_PAGE EXCERPT_.
---+---

Parlato also discovered the Bronfmans, despite their investment, had no legal ownership in the property. He said the original corporation listed the Plyams and Salzman as 50-50 partners with no mention of the sisters.
"Yuri and Natasha are pretty convincing people," said Paul Grenga, a Niagara Falls lawyer who represents Parlato and met with the Plyams. "They repeatedly looked me in the eye and said none of the money had been diverted."
Upon arriving in Los Angeles, Parlato said he asked the Plyams for documentation of their expenses and found they didn't jibe with the work done. He said he also found no evidence of the 126 workers listed on the payroll.
"I couldn't find people working on the properties, and that bothered me," he said.
Parlato eventually succeeded in getting a new agreement that gave the Bronfmans, Salzman and the Plyams each a one-third share in the project. Salzman later gave her one-third to the Bronfmans, who now have a 66 percent interest in the development.

---+---

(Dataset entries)
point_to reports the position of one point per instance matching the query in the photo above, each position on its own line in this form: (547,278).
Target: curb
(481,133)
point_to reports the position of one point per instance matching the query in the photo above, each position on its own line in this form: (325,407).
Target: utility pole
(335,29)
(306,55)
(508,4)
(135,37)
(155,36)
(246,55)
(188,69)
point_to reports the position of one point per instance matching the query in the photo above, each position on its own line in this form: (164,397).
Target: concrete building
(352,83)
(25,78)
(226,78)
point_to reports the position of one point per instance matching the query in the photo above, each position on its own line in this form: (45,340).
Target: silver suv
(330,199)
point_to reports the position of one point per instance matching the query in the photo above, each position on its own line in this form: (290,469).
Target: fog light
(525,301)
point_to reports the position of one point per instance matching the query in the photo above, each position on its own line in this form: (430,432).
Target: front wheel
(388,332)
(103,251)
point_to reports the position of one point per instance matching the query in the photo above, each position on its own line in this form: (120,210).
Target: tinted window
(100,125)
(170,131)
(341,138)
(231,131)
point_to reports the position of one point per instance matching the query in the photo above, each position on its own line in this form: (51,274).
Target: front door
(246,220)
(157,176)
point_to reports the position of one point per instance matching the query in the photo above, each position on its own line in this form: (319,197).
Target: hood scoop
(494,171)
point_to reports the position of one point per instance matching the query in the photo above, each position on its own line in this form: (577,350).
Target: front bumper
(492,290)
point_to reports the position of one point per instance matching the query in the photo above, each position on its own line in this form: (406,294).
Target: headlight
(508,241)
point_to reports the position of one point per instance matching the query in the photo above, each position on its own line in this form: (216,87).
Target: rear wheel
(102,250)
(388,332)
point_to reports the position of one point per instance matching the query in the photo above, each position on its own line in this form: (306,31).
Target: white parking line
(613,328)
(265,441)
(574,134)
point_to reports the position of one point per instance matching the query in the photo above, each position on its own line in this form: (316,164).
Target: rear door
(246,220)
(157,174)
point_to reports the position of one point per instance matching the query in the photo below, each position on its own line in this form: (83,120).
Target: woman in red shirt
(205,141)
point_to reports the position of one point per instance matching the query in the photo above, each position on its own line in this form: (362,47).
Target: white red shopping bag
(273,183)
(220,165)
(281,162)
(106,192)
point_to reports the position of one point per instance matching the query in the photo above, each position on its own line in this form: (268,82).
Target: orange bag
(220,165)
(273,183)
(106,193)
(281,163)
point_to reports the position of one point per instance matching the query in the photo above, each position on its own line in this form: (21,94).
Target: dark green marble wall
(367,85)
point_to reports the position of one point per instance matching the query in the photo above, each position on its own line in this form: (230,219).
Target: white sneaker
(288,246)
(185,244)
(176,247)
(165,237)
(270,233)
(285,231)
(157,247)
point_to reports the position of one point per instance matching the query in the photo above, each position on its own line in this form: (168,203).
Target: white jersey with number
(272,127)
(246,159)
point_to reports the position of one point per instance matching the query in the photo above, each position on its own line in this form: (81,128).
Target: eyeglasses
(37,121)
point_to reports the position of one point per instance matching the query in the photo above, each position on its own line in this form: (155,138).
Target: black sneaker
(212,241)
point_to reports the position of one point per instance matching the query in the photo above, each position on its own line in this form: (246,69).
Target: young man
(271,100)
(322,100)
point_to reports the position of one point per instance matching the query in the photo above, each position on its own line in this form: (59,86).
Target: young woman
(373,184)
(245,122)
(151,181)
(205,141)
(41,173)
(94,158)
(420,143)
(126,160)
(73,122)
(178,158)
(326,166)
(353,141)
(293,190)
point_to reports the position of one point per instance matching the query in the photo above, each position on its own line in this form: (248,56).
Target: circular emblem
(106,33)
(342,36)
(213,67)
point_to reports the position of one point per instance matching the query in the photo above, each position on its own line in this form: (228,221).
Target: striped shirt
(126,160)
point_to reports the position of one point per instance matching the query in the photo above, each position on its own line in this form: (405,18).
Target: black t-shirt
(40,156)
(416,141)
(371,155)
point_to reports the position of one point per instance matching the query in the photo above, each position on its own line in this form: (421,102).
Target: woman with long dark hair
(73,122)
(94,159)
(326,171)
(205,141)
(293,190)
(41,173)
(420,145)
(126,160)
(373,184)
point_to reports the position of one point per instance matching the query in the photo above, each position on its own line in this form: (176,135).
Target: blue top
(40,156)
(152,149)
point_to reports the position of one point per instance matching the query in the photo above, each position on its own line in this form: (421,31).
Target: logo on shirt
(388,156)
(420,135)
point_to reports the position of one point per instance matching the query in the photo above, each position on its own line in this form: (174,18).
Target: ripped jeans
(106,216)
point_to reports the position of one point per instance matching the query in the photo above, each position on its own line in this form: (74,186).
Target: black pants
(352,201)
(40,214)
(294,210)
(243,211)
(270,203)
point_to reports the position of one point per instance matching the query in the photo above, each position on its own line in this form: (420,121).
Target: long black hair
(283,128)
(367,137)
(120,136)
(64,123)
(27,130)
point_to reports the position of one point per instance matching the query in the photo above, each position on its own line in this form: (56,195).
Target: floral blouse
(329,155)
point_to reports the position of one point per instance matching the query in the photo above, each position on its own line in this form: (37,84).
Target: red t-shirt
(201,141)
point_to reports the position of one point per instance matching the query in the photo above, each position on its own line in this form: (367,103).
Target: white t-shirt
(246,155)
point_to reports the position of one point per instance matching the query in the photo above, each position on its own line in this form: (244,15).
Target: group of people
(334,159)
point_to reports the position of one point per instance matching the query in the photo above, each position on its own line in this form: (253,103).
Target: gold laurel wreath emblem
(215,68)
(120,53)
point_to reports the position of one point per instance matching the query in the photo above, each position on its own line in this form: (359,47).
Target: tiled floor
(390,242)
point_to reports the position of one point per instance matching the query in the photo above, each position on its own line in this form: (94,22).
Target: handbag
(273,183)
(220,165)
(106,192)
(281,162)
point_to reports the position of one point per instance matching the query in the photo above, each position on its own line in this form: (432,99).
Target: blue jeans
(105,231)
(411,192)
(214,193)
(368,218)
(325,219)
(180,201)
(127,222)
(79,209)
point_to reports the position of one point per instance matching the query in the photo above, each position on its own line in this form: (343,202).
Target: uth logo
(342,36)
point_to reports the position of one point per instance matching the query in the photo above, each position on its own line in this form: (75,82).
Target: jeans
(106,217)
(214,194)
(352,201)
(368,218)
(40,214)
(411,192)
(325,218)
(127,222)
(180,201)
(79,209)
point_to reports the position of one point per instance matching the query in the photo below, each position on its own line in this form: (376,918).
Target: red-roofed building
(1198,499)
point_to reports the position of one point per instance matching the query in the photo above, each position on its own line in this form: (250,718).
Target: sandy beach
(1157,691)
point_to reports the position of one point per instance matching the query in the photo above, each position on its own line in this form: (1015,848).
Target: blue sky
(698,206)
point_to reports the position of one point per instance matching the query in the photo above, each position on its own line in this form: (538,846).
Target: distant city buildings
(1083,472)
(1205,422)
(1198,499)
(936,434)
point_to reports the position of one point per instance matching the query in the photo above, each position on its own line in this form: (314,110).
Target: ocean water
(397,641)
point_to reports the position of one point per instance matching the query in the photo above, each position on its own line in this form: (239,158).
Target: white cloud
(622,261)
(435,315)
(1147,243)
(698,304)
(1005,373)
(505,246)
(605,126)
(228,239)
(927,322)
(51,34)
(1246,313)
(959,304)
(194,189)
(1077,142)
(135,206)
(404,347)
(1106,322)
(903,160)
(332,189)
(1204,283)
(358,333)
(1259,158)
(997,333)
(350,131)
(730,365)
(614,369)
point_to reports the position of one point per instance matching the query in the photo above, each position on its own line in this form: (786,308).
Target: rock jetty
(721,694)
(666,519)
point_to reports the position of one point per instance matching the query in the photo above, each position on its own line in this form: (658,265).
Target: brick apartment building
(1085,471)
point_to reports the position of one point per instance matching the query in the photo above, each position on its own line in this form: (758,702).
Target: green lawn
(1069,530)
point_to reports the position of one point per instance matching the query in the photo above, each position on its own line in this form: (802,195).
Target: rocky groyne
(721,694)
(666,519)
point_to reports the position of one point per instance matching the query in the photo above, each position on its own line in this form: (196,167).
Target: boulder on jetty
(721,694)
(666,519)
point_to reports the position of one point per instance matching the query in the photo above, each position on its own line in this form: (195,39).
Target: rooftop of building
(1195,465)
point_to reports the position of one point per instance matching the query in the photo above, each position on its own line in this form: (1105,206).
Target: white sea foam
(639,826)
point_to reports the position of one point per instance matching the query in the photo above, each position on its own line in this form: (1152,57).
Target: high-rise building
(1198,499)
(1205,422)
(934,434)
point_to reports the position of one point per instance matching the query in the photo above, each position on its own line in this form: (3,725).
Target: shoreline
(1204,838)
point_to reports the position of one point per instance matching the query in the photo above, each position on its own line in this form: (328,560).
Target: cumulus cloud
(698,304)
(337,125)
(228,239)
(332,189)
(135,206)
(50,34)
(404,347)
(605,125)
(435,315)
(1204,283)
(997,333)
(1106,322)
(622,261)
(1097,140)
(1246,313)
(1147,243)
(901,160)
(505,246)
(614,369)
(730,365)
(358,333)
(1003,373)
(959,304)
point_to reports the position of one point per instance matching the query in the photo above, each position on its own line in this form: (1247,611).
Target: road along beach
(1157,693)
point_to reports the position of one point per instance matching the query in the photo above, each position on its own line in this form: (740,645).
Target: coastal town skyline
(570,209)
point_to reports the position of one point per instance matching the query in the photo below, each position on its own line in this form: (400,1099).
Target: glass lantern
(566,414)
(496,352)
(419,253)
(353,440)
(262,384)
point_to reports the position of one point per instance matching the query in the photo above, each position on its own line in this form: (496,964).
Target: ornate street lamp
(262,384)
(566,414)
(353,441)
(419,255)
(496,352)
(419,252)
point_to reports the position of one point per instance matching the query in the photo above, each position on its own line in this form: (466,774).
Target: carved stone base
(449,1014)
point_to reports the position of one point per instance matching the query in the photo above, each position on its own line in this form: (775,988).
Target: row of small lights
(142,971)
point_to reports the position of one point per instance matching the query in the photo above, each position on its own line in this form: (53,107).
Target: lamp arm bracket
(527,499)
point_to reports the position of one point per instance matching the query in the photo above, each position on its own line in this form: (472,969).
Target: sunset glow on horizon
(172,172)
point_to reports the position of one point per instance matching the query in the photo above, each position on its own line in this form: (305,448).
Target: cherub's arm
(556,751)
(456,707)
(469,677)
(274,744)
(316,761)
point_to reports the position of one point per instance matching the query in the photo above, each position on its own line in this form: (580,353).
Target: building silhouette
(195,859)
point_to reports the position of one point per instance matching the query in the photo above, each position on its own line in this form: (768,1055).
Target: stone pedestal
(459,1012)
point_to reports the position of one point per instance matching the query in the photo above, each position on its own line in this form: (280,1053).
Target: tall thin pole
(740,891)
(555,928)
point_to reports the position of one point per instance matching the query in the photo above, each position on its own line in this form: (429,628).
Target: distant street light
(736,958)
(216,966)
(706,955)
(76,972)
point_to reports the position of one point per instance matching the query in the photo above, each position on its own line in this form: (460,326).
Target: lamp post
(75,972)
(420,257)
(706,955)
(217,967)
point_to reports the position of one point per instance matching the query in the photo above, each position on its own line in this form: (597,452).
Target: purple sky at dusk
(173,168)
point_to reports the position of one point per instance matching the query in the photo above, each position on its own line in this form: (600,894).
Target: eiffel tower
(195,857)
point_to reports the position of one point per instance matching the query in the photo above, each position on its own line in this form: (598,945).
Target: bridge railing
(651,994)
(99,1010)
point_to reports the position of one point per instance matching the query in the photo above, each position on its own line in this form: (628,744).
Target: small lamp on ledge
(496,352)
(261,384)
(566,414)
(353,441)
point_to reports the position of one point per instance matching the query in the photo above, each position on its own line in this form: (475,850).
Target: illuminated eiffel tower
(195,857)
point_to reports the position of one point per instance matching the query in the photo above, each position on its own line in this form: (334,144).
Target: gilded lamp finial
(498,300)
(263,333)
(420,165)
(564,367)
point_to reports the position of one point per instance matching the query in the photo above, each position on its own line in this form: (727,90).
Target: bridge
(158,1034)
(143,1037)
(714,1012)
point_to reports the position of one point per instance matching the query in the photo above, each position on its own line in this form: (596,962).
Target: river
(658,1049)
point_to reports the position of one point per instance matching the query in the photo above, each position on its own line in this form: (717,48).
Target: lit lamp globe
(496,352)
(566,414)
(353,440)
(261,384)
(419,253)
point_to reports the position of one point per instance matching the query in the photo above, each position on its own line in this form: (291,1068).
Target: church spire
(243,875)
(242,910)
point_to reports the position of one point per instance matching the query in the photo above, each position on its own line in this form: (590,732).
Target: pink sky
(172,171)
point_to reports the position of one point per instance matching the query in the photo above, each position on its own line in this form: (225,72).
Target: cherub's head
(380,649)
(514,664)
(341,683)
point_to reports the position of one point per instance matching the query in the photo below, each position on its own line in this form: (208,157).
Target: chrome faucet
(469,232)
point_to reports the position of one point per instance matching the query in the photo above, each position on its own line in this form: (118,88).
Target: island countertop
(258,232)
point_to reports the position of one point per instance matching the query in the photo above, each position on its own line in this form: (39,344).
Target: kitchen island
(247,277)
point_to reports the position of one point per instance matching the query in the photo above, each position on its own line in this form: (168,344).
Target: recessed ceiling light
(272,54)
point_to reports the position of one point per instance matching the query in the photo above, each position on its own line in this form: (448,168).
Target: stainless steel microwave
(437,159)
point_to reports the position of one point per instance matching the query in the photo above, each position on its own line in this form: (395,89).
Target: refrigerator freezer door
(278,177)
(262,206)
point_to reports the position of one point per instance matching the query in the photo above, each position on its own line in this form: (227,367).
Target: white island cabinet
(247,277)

---+---

_REQUIRED ACTIONS_.
1. Answer each question from the property-dispute excerpt.
(a) How did the original corporation list the Plyams and Salzman?
(b) How many workers were listed on the payroll?
(c) What percentage interest in the development do the Bronfmans now hold?
2. Quote the property-dispute excerpt word for word, everything from "Parlato also discovered" down to "on the payroll.".
This listing was drawn from a separate source.

_SOLVED TASKS_.
1.
(a) As 50-50 partners.
(b) 126 workers.
(c) 66 percent.

2.
Parlato also discovered the Bronfmans, despite their investment, had no legal ownership in the property. He said the original corporation listed the Plyams and Salzman as 50-50 partners with no mention of the sisters.
"Yuri and Natasha are pretty convincing people," said Paul Grenga, a Niagara Falls lawyer who represents Parlato and met with the Plyams. "They repeatedly looked me in the eye and said none of the money had been diverted."
Upon arriving in Los Angeles, Parlato said he asked the Plyams for documentation of their expenses and found they didn't jibe with the work done. He said he also found no evidence of the 126 workers listed on the payroll.